Reproduce every line, requests included, beginning at the line that contains "Dataset class: glove" and stopping after the line that contains "[306,165,344,215]". Shift each bounding-box coordinate in the answers by adding 105 to it.

▸ **SUPPLIED MATERIAL**

# # # # #

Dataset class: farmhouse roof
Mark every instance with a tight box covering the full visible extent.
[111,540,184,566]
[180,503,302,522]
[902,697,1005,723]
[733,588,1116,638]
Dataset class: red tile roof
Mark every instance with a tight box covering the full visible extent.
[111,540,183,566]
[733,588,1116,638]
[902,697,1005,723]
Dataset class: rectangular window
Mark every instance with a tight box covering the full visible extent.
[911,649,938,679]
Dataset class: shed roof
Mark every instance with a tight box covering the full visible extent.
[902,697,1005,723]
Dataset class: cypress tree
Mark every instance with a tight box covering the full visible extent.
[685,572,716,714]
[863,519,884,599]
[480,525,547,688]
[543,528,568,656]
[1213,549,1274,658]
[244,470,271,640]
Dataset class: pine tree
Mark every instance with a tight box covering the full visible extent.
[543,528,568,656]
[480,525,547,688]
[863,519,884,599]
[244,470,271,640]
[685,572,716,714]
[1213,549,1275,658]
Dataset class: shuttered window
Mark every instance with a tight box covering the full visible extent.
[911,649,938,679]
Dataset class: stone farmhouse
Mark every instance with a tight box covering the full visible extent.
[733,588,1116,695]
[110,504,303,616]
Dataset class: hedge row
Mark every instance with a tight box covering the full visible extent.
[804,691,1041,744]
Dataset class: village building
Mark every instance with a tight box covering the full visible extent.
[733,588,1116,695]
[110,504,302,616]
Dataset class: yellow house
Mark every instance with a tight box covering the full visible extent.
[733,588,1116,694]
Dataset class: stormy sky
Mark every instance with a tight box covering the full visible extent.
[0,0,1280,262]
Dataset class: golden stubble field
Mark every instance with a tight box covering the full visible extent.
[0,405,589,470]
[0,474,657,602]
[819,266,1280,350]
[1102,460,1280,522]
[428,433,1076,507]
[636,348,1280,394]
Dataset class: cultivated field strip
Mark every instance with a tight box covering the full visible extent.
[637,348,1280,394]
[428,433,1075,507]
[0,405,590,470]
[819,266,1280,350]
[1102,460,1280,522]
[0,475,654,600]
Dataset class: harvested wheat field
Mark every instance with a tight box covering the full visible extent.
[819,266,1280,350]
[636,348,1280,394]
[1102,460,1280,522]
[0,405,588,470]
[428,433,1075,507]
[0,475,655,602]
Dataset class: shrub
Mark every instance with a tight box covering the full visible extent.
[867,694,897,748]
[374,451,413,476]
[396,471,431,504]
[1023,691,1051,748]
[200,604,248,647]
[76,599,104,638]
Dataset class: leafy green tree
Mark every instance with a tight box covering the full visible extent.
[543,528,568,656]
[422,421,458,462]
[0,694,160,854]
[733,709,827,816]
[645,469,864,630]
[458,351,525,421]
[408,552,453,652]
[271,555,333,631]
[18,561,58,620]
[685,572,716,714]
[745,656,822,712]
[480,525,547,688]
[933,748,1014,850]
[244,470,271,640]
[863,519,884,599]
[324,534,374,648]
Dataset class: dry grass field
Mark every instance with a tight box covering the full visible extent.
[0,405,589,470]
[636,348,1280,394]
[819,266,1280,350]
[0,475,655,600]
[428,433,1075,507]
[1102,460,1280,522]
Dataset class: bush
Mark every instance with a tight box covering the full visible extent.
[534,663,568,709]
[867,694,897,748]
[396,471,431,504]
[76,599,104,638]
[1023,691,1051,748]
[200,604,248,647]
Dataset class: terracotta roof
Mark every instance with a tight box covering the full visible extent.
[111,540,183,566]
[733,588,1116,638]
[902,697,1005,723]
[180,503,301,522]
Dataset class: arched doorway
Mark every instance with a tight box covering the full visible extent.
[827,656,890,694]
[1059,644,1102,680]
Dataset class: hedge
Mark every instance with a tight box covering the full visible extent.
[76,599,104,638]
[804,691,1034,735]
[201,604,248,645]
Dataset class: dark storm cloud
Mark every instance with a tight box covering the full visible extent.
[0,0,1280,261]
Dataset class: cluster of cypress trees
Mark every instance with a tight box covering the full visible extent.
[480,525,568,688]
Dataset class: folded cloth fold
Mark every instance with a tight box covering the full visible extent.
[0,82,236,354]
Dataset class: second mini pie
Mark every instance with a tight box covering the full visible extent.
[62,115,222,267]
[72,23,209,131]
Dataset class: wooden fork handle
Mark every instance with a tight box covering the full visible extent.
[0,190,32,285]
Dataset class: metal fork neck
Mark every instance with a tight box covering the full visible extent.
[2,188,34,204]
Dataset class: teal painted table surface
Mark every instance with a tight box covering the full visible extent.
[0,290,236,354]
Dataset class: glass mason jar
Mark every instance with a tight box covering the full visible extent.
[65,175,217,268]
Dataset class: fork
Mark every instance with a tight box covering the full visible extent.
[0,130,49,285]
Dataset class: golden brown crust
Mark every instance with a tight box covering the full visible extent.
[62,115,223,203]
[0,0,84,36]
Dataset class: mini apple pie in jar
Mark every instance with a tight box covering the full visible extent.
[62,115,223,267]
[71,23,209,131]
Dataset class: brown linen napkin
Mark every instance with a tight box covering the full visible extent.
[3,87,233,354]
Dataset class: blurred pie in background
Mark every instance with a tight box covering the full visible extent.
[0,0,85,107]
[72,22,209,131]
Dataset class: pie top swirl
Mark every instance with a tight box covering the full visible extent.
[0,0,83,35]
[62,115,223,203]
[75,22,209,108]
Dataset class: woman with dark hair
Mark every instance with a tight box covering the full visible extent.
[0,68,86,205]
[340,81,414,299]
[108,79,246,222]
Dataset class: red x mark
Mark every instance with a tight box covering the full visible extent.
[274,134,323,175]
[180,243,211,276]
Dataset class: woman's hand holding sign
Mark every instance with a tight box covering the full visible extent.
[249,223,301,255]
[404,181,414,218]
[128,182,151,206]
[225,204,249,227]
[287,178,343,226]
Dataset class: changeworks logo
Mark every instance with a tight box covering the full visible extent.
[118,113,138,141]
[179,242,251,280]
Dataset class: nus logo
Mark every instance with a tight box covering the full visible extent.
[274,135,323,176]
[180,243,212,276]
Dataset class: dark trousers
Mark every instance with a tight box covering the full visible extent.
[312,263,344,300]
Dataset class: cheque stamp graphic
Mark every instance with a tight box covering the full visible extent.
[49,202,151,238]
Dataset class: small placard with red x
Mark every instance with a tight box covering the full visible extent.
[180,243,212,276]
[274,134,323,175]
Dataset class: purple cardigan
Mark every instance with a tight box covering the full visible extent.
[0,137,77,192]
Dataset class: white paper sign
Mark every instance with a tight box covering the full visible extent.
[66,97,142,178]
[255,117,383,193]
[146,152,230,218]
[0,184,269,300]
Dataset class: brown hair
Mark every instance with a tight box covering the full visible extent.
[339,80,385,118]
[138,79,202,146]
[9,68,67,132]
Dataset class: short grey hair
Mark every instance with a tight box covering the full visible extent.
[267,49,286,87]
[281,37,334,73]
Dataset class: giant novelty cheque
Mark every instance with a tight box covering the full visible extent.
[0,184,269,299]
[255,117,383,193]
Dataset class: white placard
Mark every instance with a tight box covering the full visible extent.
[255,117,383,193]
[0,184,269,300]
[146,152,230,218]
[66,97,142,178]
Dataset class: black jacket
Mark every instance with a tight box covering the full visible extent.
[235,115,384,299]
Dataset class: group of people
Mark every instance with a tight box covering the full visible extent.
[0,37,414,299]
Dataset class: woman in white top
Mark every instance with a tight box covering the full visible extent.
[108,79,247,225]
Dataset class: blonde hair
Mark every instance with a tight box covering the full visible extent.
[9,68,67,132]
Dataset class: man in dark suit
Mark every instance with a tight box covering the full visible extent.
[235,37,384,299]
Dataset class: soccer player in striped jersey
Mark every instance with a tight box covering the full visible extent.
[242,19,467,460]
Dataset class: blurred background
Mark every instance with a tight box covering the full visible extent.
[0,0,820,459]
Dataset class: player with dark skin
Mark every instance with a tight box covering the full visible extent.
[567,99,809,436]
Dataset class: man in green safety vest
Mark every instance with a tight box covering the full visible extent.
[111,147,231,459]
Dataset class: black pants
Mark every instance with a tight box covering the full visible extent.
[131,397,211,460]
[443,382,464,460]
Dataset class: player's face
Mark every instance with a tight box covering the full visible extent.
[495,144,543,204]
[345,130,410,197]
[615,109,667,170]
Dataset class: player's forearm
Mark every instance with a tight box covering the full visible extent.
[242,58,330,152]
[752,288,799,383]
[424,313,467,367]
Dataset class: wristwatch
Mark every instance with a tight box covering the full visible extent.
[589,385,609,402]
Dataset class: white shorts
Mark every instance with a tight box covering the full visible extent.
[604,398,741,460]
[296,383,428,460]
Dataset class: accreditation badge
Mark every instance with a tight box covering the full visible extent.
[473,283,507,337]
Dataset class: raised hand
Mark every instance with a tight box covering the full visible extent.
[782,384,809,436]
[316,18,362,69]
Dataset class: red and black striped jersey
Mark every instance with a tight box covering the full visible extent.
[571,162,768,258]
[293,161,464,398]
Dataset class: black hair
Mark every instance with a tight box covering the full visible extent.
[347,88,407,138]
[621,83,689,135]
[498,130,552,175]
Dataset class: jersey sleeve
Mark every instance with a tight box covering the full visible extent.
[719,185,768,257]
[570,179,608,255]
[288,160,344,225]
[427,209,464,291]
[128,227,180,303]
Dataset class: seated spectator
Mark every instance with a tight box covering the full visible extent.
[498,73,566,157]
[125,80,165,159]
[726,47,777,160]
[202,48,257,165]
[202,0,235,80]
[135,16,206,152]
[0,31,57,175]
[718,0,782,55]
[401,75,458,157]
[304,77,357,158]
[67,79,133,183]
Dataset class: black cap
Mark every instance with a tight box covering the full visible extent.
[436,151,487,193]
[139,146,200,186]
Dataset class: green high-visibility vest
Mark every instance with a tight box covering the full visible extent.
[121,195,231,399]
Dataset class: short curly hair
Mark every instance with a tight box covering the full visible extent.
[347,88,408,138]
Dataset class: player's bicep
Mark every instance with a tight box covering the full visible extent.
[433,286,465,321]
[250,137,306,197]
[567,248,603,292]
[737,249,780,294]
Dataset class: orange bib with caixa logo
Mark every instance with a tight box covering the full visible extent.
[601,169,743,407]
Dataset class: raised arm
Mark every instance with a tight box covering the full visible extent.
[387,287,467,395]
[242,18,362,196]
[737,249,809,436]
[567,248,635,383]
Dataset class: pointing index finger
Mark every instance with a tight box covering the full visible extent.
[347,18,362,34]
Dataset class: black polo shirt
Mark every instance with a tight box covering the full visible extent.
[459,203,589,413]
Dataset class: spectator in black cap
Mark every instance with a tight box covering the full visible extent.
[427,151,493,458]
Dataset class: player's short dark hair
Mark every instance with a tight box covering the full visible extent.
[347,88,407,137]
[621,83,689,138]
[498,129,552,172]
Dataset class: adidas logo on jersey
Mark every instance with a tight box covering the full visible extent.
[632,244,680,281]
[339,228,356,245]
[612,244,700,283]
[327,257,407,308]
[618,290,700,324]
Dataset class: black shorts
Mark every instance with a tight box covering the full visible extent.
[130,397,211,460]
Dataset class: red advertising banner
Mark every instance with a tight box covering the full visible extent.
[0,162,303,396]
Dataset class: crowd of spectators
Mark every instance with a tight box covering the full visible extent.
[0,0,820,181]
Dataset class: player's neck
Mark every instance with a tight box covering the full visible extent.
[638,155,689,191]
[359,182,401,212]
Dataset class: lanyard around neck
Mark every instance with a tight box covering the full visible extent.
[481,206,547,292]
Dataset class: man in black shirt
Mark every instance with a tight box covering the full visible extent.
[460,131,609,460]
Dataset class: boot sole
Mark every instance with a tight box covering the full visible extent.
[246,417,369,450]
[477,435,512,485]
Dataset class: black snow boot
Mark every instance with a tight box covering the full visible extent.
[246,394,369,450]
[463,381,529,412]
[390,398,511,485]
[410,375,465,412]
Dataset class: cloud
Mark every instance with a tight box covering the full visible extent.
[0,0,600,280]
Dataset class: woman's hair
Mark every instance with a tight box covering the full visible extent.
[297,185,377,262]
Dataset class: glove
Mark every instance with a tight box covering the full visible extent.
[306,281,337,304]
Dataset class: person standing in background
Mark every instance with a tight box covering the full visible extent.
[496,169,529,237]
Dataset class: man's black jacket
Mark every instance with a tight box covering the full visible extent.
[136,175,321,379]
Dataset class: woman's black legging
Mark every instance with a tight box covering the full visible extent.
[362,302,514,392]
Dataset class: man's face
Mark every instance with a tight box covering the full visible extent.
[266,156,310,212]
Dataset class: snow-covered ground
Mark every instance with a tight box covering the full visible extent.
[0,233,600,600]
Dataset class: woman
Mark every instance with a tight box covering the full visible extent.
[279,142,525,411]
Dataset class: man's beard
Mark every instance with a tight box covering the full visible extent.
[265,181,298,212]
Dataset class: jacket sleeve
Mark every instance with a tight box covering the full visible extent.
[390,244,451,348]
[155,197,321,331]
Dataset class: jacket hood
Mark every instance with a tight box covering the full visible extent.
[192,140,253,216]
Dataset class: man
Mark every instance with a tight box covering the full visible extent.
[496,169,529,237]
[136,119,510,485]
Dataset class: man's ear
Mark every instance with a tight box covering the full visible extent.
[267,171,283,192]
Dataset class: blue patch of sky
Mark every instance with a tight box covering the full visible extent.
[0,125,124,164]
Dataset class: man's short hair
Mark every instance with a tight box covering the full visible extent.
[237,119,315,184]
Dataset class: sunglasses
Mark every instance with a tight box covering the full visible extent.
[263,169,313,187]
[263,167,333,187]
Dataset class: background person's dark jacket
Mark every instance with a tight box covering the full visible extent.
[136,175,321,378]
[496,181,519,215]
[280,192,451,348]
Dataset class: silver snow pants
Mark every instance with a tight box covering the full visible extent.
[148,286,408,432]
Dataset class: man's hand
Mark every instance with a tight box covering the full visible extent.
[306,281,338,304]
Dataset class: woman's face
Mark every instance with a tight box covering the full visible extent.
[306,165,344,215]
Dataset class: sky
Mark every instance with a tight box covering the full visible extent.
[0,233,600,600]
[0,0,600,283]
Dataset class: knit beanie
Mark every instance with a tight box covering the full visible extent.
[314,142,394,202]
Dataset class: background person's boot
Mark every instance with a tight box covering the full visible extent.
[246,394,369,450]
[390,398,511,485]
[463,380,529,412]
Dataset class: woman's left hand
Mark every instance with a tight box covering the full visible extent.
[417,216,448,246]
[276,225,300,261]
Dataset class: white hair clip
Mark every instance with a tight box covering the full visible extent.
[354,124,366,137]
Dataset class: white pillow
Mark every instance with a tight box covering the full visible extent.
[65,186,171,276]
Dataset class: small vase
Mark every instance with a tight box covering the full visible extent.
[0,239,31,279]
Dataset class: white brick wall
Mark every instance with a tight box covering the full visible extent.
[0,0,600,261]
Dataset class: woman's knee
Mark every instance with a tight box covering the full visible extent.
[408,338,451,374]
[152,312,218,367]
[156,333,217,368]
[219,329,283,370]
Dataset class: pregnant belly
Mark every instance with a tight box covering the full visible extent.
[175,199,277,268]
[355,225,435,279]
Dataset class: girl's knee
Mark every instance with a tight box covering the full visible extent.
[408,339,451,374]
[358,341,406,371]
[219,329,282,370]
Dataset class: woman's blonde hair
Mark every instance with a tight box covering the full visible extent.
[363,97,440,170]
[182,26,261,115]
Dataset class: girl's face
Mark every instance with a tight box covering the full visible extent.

# # # # #

▸ **FINAL RESULT**
Dataset class: glove
Mark every instance with a tight box covering the full visible extent.
[411,386,442,409]
Dataset class: person standing in background
Mark every instance with a tight box covering the full visible extent.
[601,274,634,342]
Dataset class: man's black jacket
Mark every instance with a tight box covering the full visible extent.
[241,280,426,484]
Dataset class: woman's black legging
Mark every instance with a tight box covering the full visible extent.
[467,407,619,497]
Dataset class: man's face
Mark every instance with a tight box covering the full visible extent.
[371,261,415,317]
Dataset class: snow-covered ground
Mark every instance with a tight box covering the full visible extent.
[105,338,705,705]
Dataset class: woman
Mark every instance with a tight box covering the full visible extent.
[384,247,630,516]
Dataset class: man's beard
Mark every instance with a tight box covering the full visible extent.
[370,286,403,317]
Dataset class: jacket sleeve
Mark every instance with a tight box covering the full visible extent.
[495,349,556,453]
[260,302,426,436]
Dataset class: jacket hood
Mark every instance with a tight box covering the full visible extent.
[297,245,358,321]
Dataset class: man
Mark every instance with a tight box covering the full visible extent.
[601,274,634,342]
[241,224,615,590]
Dataset class: man's ear
Mark every instance with a tight box covering the full visible extent.
[372,276,388,297]
Dataset class: blue patch of sky
Mark every instance with a tight box covering the full visible extent.
[105,230,229,269]
Dataset class: man's short hair
Mark every instance with a tight box covering the full visible extent.
[342,224,420,289]
Dataset class: sunglasses
Mark every instance with a tight box covering the full visible extent.
[368,274,418,292]
[368,272,438,292]
Dataset class: background person's dark jacket
Mark every instance with a tight box covering the full visible extent.
[241,280,426,483]
[601,286,624,320]
[385,297,556,453]
Dataset class: silver snow pants
Mark every instance with a tight box covering the full visible extent.
[253,391,513,537]
Dataset class: man's hand
Mark every instance with a tight box covering the full visible extent.
[411,386,443,409]
Dataset class: woman's face
Mark every instance with a tight box covering the full visible extent.
[411,270,449,320]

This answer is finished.